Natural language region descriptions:
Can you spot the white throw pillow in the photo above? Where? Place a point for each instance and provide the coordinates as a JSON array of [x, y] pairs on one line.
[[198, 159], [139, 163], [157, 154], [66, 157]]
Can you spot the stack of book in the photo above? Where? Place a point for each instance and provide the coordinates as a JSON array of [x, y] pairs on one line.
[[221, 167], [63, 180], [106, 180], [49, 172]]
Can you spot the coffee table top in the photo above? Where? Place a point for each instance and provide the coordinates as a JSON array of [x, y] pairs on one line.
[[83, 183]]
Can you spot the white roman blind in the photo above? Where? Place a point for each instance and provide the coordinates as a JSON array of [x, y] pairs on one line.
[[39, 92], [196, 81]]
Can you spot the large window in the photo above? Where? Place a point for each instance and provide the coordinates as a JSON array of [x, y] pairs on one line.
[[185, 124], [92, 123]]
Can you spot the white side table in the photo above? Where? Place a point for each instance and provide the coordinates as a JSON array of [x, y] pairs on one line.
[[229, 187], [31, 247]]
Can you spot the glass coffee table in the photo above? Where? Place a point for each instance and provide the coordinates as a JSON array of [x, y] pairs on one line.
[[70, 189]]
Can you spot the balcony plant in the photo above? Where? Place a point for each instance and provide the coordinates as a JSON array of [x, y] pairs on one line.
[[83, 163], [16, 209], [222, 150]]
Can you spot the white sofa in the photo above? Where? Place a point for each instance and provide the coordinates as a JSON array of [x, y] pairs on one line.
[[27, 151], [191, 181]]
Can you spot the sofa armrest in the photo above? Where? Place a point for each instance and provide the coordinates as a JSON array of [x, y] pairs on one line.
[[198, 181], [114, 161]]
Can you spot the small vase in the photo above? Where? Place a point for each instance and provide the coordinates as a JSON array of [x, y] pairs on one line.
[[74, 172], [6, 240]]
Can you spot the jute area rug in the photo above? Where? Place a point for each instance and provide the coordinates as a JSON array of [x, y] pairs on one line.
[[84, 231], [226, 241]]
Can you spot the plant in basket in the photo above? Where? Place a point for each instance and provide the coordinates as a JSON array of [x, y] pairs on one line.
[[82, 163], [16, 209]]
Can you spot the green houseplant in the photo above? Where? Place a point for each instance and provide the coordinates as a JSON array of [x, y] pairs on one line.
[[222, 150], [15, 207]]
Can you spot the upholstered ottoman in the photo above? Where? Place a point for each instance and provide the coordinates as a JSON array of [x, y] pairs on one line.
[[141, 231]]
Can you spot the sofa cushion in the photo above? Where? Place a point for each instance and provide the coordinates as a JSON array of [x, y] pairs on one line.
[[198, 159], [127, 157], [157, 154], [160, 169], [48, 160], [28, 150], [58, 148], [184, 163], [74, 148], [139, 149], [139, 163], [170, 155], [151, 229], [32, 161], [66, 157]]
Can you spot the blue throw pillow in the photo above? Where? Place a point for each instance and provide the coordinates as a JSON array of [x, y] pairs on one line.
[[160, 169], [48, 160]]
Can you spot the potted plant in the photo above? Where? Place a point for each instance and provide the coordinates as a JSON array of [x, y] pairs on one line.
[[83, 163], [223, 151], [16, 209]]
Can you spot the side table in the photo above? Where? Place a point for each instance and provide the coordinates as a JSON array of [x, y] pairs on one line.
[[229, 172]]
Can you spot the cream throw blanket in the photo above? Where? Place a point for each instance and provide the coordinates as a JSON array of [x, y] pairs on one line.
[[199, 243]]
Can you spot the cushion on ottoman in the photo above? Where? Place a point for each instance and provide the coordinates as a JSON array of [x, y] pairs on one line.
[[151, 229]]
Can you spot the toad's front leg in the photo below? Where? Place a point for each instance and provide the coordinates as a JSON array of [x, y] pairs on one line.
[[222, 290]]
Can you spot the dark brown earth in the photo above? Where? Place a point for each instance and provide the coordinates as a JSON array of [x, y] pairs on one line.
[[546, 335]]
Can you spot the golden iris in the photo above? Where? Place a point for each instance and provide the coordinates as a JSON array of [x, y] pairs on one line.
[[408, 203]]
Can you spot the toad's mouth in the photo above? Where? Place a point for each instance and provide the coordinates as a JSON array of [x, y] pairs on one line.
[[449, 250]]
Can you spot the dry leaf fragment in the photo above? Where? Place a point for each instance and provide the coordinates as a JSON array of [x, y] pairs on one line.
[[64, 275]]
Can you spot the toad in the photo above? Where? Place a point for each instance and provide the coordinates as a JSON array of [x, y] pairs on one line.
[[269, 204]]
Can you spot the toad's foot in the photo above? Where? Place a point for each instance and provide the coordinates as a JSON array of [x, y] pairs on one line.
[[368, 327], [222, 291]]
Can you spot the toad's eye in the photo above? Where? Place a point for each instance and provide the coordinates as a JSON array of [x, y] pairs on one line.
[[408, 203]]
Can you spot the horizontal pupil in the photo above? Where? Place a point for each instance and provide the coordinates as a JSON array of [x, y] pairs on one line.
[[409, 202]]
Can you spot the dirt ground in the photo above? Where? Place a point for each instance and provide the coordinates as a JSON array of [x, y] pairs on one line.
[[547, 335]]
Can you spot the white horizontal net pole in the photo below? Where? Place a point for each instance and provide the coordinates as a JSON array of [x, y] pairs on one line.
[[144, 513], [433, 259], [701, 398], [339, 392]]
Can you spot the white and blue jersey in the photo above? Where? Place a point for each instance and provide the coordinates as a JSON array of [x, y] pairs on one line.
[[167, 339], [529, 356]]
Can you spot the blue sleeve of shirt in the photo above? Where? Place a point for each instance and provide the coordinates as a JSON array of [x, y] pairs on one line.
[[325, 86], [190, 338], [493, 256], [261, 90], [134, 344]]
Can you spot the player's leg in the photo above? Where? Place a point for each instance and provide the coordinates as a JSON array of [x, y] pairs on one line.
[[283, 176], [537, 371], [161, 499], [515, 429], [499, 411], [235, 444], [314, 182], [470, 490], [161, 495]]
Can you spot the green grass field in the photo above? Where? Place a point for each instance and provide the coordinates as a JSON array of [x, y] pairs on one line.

Aim of the task: Set down the entries above again, word for word.

Written solution:
Can you spot the white throw pillow in the photo above? Where? Place a point for each instance and provide the coordinates as a JSON array of [x, y] pairs on one line.
[[198, 159], [139, 163], [157, 154], [66, 157]]
Can you spot the stack of book in the photo above? Where? Place a point for each instance and provide the coordinates as a JSON array of [x, y] pairs on one line.
[[221, 167], [63, 180], [106, 180], [49, 172]]
Can you spot the coffee table top in the photo above? Where? Place a point for each instance and provide the coordinates as a JSON array of [x, y] pairs on one line.
[[83, 183]]
Can you spot the white roman blind in the photo above? Where? Place a point for each instance and provide the coordinates as a JSON array of [x, y] pairs on one line.
[[39, 92], [196, 81]]
Can you spot the large window in the photo above? Where? Place a point for each instance and provide the coordinates as a JSON array of [x, y] pairs on one line.
[[185, 124], [92, 123]]
Can you spot the white side table in the photo above? Where? Place a point for each instance and provide the coordinates as a JSON array of [x, y] pairs on one line.
[[229, 187], [31, 247]]
Can you spot the glass coffee table in the photo above? Where? Place a point for each instance and provide the coordinates as a JSON array of [x, y] pairs on one line.
[[70, 189]]
Can you spot the balcony plant in the photo above? Where? Place a point for each instance and provide the coordinates as a JSON array of [x, y] pairs on one line.
[[83, 163], [16, 209], [222, 150]]
Can you spot the white sofa in the photo above? Where? Place a point for each instance and provide the coordinates as a JSON array of [x, y] pairs on one line.
[[27, 151], [191, 181]]
Can you spot the sofa armrest in the photo above? Where? Place a point for each instance and provide the coordinates as a JSON array of [x, y] pairs on one line.
[[198, 181], [114, 161]]
Can you spot the small vase in the photo above? Where? Place a point for each instance and provide the coordinates as a JSON array of [x, y] pairs on one line.
[[74, 172], [6, 240]]
Can you spot the jute area rug in the photo above? Where? Place a point for each instance and provide the coordinates as a JSON array of [x, y] pairs on one line.
[[84, 231], [226, 241]]
Can you spot the plant in basket in the photo above? Where? Place a point for each instance and provide the coordinates as a JSON array of [x, y] pairs on one line.
[[82, 163], [16, 209]]
Can you spot the green houseplant in the photo above? Where? Place a point for each instance and provide the coordinates as a JSON array of [x, y] pairs on one line.
[[222, 150], [15, 207]]
Can you spot the upholstered ottoman in the photo above? Where? Place a point for each instance and provide the coordinates as a JSON array of [x, y] pairs on one line.
[[141, 231]]
Can you spot the sofa cushion in the photo above? Where? Place a point for each instance and provide the coordinates as a JSON array of [x, y] pairs on one line.
[[198, 159], [127, 157], [157, 154], [160, 169], [48, 160], [28, 150], [58, 148], [184, 163], [74, 148], [139, 149], [139, 163], [170, 155], [151, 229], [32, 161], [66, 157]]
Can you spot the blue throw pillow in the photo above? Where? Place a point for each instance and provide the coordinates as a JSON array of [x, y] pairs on one line.
[[160, 169], [48, 160]]
Can you spot the potted plant in the photo above? Where? Place a point for each instance and provide the coordinates as a JSON array of [x, y] pairs on one line.
[[83, 163], [223, 151], [16, 209]]
Can you spot the side table in the photo above? Where? Place a point for each instance and provide the coordinates as a JSON array of [x, y] pairs on one line.
[[229, 172]]
Can you spot the cream throw blanket in the photo above? Where? Place a point for each instance and provide the coordinates as a JSON array of [x, y] pairs on one line.
[[199, 243]]
Can you spot the cushion on ottoman in the photo above? Where? Place a point for each instance and provide the coordinates as a JSON array of [x, y] pairs on one line.
[[151, 229]]
Can you spot the toad's front leg in the photo below? Where? Place a point for each instance and provide the coordinates as a JSON array of [x, y] pairs on one line.
[[222, 290]]
Can you spot the dark brown earth in the photo above? Where? Place a point for each instance and provide the coordinates as a JSON array of [x, y] pairs on one line.
[[546, 335]]
Can you spot the golden iris in the photo above? Where? Place a point for each instance and provide the coordinates as a JSON array of [x, y] pairs on one line.
[[408, 203]]
Can you spot the toad's mouth in the photo above? Where? Place a point for each instance and provide the coordinates as a JSON array of [x, y] pairs on one line.
[[449, 250]]
Can you spot the dry leaf fragment in the photo above? Where? Place a point for each instance and provide the coordinates as a JSON array of [x, y] pairs on one line.
[[64, 275]]
Can you spot the toad in the photo above? Where? Place a point for each instance and provide the coordinates as a JSON array of [x, y] pairs on one line.
[[269, 204]]
Can you spot the toad's foot in the photo above? Where? Place a point for each instance and provide the coordinates as a JSON array of [x, y] pairs on one line.
[[368, 327], [222, 291]]
Can you spot the toad's eye in the photo above? Where? Place a point for each instance and provide the coordinates as a JSON array of [x, y] pairs on one line.
[[408, 203]]
Can you spot the horizontal pupil in the photo above? Where? Place a point for each instance and provide the coordinates as a JSON array of [x, y] pairs on one line.
[[409, 202]]
Can you spot the dirt ground in the photo above? Where? Place a point for each instance and provide the coordinates as a JSON array of [x, y] pairs on one line.
[[547, 335]]
Can you spot the white horizontal net pole in the photo below? Where? Place a point for each instance and provide the coordinates as a JSON array of [x, y] pairs on one line.
[[144, 513], [433, 259], [701, 398], [339, 392]]
Can you spot the white and blue jersey in the photo above? Where? Place a point for each instance and provide the coordinates as a JSON array of [x, y] pairs on one line.
[[167, 339], [529, 356]]
Can you spot the blue sleeve of shirt in the photo above? Where? Place a point for each instance and provide the coordinates as a JSON array of [x, y] pairs on one line.
[[325, 86], [190, 338], [493, 256], [261, 90], [134, 344]]
Can you spot the player's leg in the photo above? Where? Place a point for each instance and provide the coordinates as a JSON array of [x, y] pairs on one line.
[[283, 176], [537, 371], [161, 499], [515, 429], [499, 411], [235, 444], [314, 182], [470, 490], [161, 495]]
Can you spot the green grass field in the photo above? Where? Place a point for each instance and provide the coordinates as a JSON array of [x, y] pairs on one line.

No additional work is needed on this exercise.